▶ Problem details
Below is some data. Retype exactly the lines starting at the one with "137L155 122H152L148 127V153L152" and ending at the one with "123L482 152V130ZM391 150L600".

☆ ☆ ☆ ☆ ☆

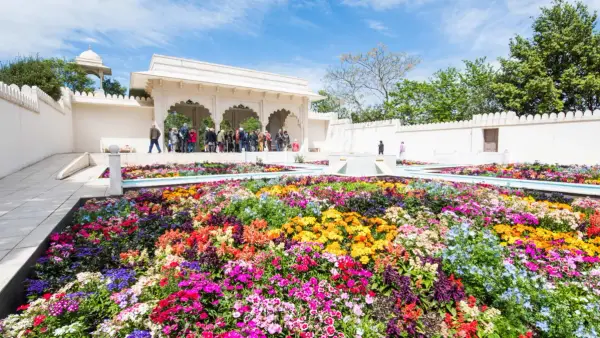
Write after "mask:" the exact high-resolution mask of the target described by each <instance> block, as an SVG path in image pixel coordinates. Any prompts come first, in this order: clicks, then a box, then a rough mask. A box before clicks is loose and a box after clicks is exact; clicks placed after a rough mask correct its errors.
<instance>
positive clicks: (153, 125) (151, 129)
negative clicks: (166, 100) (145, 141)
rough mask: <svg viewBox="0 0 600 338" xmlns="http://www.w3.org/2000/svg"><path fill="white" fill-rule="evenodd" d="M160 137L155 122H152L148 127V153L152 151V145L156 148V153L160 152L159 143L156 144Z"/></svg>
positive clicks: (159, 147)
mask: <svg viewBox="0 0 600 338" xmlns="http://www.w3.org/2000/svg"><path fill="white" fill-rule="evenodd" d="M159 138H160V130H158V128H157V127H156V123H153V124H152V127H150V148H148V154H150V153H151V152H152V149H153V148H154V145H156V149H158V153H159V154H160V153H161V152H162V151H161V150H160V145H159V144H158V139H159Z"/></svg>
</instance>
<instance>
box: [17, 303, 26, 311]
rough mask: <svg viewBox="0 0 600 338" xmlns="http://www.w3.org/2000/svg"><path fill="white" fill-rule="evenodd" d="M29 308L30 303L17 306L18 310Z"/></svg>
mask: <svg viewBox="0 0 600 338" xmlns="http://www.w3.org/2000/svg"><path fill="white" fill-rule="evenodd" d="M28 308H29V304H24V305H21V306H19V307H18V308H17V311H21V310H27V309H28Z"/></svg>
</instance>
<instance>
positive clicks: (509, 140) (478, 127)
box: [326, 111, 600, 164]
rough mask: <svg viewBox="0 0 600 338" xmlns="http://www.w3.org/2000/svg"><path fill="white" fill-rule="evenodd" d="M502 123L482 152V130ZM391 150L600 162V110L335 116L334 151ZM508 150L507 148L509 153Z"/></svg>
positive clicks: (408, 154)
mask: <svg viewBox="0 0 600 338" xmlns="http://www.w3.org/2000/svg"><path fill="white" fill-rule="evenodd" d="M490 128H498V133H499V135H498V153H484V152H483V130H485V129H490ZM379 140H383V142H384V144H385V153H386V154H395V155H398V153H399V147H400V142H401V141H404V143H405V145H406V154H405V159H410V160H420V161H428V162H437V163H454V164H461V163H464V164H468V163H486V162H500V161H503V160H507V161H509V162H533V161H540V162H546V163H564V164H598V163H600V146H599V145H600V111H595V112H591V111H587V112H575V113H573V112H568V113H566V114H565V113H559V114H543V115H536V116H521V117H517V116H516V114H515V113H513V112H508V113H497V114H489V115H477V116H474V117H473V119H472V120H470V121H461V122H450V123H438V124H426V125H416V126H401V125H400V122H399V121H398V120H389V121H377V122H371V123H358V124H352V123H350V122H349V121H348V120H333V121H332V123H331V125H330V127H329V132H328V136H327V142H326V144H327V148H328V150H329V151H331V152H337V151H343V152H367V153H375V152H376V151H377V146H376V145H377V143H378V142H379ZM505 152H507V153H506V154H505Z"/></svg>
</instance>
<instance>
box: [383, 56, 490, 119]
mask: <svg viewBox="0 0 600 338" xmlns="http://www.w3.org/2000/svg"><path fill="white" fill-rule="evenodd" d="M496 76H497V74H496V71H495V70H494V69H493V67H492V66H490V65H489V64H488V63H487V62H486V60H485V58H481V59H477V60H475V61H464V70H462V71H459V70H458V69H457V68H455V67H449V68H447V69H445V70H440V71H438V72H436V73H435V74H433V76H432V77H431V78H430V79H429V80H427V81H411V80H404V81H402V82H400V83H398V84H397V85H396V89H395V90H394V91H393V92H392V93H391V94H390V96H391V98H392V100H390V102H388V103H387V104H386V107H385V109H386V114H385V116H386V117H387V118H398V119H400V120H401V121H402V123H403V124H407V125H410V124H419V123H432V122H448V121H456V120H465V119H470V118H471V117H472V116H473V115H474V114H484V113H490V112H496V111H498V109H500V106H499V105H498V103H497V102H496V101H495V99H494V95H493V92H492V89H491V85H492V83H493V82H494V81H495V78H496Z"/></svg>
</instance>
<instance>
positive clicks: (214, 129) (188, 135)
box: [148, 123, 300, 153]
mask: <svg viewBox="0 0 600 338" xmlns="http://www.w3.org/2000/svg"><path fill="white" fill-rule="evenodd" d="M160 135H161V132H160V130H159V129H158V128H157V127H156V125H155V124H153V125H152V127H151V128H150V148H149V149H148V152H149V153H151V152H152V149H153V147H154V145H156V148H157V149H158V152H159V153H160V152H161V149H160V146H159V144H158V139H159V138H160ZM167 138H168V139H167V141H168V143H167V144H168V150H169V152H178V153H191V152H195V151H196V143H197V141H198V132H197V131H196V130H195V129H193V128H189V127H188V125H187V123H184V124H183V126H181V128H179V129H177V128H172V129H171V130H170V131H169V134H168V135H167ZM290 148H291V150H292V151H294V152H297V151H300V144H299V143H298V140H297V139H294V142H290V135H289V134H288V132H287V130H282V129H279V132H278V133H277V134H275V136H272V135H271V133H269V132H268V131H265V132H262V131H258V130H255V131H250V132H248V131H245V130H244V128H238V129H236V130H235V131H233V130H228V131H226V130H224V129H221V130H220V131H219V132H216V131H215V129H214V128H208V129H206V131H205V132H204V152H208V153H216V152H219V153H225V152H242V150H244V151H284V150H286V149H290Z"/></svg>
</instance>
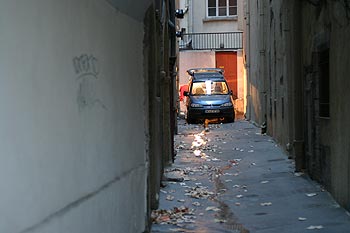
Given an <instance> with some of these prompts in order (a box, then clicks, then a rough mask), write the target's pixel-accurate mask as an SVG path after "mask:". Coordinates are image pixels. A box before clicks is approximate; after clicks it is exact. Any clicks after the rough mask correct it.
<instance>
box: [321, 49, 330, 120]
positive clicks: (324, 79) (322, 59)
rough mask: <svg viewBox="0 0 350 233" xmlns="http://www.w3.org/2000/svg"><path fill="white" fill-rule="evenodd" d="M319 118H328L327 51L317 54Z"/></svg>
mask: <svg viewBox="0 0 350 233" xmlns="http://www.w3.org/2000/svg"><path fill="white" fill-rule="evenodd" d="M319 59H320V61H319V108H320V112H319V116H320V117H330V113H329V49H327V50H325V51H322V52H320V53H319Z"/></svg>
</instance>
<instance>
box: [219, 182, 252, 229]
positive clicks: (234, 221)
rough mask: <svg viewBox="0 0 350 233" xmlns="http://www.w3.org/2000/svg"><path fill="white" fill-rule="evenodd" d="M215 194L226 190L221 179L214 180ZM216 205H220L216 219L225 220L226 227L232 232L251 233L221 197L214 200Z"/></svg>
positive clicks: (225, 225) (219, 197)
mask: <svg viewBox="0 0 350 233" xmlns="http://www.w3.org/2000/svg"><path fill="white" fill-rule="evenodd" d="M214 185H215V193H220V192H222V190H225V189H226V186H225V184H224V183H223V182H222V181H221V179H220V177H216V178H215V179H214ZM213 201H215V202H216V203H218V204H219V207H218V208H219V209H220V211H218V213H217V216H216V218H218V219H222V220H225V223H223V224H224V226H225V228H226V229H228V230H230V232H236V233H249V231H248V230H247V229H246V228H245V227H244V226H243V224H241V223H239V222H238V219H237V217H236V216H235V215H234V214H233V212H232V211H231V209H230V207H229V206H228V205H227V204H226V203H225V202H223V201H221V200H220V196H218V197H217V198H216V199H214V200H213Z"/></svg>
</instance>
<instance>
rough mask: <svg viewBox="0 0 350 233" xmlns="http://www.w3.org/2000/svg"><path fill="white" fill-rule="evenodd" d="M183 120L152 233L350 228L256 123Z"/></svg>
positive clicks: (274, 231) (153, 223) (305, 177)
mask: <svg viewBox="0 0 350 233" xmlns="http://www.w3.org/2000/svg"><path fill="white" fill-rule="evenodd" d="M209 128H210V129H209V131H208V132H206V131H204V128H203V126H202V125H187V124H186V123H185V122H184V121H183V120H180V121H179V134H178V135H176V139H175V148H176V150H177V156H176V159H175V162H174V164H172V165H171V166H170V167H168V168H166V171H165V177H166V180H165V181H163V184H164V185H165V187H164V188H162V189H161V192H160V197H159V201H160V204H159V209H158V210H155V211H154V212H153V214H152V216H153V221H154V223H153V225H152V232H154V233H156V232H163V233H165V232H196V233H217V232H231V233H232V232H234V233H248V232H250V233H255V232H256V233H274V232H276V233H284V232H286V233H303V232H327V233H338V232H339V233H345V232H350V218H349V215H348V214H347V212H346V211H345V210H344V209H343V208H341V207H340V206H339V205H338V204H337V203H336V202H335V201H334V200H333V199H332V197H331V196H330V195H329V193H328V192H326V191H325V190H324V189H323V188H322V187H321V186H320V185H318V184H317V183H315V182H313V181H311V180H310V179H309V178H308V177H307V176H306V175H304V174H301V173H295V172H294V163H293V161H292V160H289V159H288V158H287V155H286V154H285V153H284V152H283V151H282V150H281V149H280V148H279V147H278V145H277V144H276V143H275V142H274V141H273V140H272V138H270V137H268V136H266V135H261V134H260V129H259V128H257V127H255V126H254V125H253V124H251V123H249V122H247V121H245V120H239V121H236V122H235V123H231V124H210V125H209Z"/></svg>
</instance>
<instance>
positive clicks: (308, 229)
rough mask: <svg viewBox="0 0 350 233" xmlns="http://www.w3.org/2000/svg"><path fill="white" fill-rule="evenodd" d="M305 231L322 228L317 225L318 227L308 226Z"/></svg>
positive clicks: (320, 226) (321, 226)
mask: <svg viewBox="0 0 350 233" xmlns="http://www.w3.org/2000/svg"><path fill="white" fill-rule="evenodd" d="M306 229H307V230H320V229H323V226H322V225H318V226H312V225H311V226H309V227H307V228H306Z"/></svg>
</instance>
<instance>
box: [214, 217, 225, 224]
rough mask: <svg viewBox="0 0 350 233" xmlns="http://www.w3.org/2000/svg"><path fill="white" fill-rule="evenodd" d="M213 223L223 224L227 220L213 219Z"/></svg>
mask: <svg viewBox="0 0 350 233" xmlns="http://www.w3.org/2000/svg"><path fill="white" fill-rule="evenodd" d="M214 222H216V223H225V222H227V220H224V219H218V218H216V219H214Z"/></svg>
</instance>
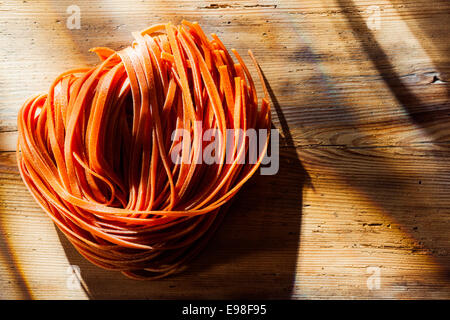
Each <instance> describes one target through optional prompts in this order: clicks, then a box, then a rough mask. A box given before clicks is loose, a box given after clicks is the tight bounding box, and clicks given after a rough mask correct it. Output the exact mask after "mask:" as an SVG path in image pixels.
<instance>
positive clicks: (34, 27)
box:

☆ ☆ ☆ ☆ ☆

▶ Reply
rough mask: <svg viewBox="0 0 600 338" xmlns="http://www.w3.org/2000/svg"><path fill="white" fill-rule="evenodd" d="M160 137L155 122H152L148 127V153L152 151V145L156 148V153L160 152L159 143L156 144Z"/></svg>
positive clicks: (159, 147)
mask: <svg viewBox="0 0 600 338" xmlns="http://www.w3.org/2000/svg"><path fill="white" fill-rule="evenodd" d="M159 138H160V130H158V128H157V127H156V123H153V124H152V127H150V148H148V154H150V153H151V152H152V149H153V148H154V145H156V149H158V153H159V154H160V153H161V152H162V151H161V150H160V145H159V144H158V139H159Z"/></svg>
</instance>
<instance>
box: [17, 303, 26, 311]
rough mask: <svg viewBox="0 0 600 338" xmlns="http://www.w3.org/2000/svg"><path fill="white" fill-rule="evenodd" d="M29 308L30 303L17 306L18 310Z"/></svg>
mask: <svg viewBox="0 0 600 338" xmlns="http://www.w3.org/2000/svg"><path fill="white" fill-rule="evenodd" d="M28 308H29V304H24V305H21V306H19V307H18V308H17V311H21V310H27V309H28Z"/></svg>
</instance>
<instance>
positive clicks: (509, 140) (478, 127)
box: [326, 111, 600, 164]
rough mask: <svg viewBox="0 0 600 338" xmlns="http://www.w3.org/2000/svg"><path fill="white" fill-rule="evenodd" d="M502 123L482 152V130ZM391 150L600 162V110L335 116L334 151ZM508 150L507 148L509 153Z"/></svg>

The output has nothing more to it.